What to produce
Find the word "brown" in the listing. Copy out each line where it occurs.

Material provided

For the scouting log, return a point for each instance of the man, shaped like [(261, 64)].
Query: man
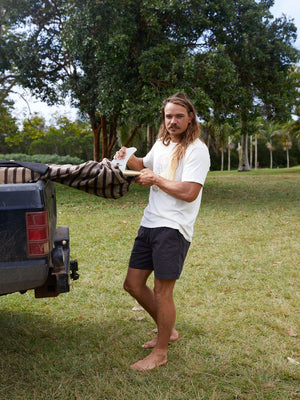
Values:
[(175, 168)]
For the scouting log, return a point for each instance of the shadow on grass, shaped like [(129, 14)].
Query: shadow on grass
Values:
[(77, 359)]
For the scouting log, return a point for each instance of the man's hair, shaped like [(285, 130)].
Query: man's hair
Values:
[(192, 132)]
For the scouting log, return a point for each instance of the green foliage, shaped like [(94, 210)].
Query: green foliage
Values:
[(237, 303), (119, 59), (42, 158)]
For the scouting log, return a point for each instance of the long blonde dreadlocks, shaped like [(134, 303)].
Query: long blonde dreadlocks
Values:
[(187, 137)]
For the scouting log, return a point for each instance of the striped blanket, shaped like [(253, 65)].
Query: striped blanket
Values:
[(102, 179)]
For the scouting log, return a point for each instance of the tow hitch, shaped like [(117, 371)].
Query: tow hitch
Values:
[(74, 269)]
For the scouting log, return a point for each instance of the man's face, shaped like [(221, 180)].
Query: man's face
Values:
[(176, 120)]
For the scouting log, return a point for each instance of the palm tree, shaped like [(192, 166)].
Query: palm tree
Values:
[(269, 130)]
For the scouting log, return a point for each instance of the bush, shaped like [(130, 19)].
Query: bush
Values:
[(42, 158)]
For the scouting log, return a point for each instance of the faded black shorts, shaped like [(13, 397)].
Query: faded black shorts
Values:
[(162, 250)]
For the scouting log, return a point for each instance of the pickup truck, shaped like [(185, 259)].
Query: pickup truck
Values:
[(34, 252)]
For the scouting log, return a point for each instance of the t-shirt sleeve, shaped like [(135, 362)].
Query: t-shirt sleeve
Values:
[(196, 164), (148, 159)]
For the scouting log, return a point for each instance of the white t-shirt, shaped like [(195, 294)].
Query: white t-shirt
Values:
[(163, 209)]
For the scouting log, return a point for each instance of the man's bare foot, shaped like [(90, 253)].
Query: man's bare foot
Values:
[(152, 343), (153, 360)]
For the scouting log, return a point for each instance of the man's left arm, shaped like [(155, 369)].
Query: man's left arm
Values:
[(186, 191)]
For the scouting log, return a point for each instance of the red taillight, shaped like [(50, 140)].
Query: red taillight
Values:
[(37, 228)]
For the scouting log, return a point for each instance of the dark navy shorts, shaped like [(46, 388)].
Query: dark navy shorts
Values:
[(162, 250)]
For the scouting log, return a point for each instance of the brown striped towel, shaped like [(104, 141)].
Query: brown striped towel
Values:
[(102, 179)]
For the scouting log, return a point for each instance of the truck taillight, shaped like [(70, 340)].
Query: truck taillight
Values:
[(37, 228)]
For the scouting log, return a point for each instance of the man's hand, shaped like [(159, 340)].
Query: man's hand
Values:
[(146, 178), (120, 154)]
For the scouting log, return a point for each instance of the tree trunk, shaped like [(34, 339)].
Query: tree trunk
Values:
[(104, 136), (228, 161), (255, 154), (96, 128), (244, 163), (150, 137), (251, 151), (134, 132), (222, 159)]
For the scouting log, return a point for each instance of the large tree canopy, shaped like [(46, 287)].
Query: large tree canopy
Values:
[(118, 59)]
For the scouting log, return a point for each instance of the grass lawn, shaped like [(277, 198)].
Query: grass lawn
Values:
[(238, 303)]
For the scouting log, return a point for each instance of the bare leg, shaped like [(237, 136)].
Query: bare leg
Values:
[(135, 284), (160, 305)]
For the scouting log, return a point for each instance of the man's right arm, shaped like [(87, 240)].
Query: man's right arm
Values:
[(134, 163)]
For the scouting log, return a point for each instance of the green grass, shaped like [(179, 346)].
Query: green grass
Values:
[(238, 303)]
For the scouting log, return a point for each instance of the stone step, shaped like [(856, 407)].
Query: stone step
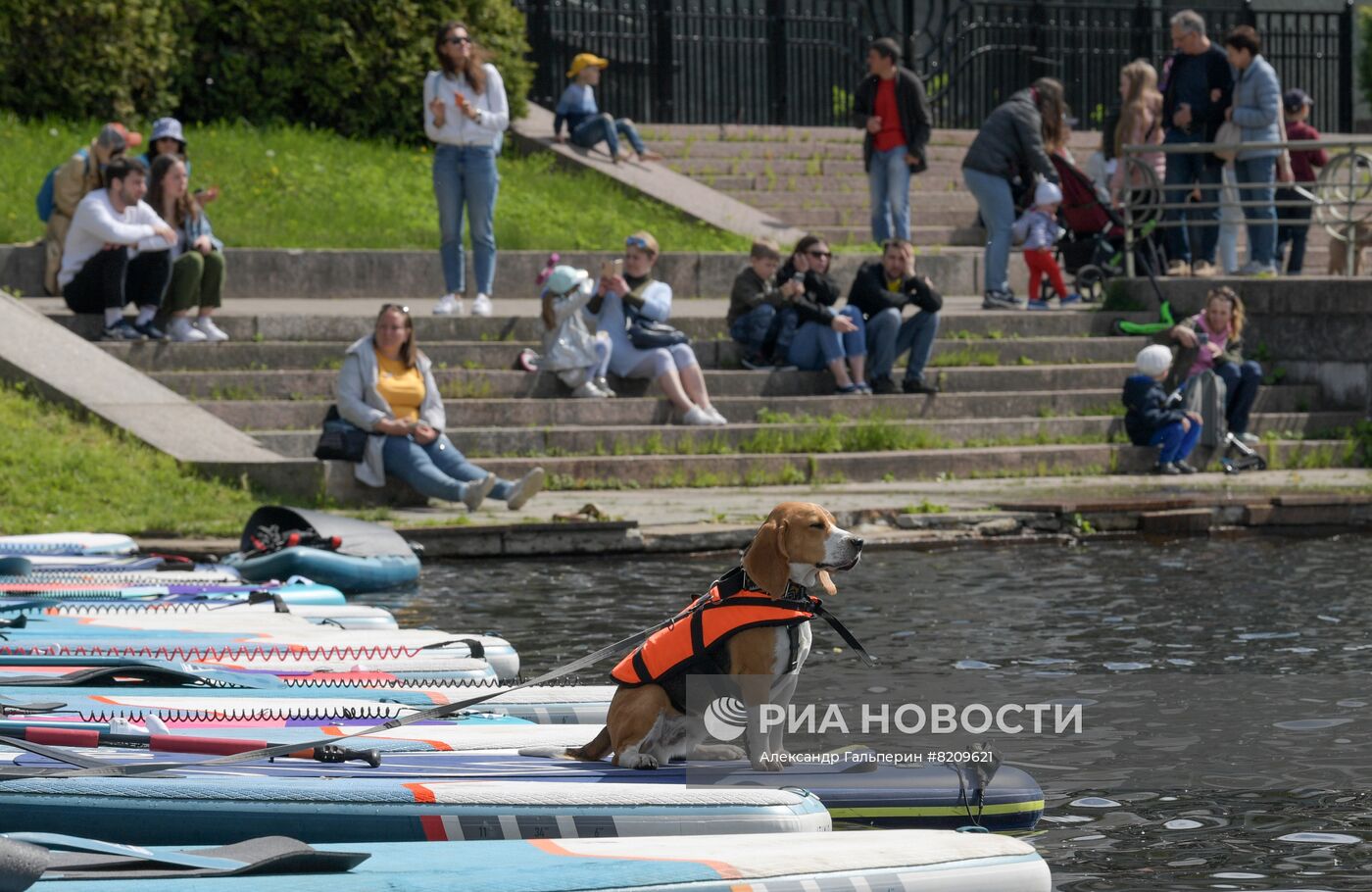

Solution to this task
For the scouting log, return a point for each instance of the brown striped towel, shaped like [(104, 141)].
Query: brown striped towel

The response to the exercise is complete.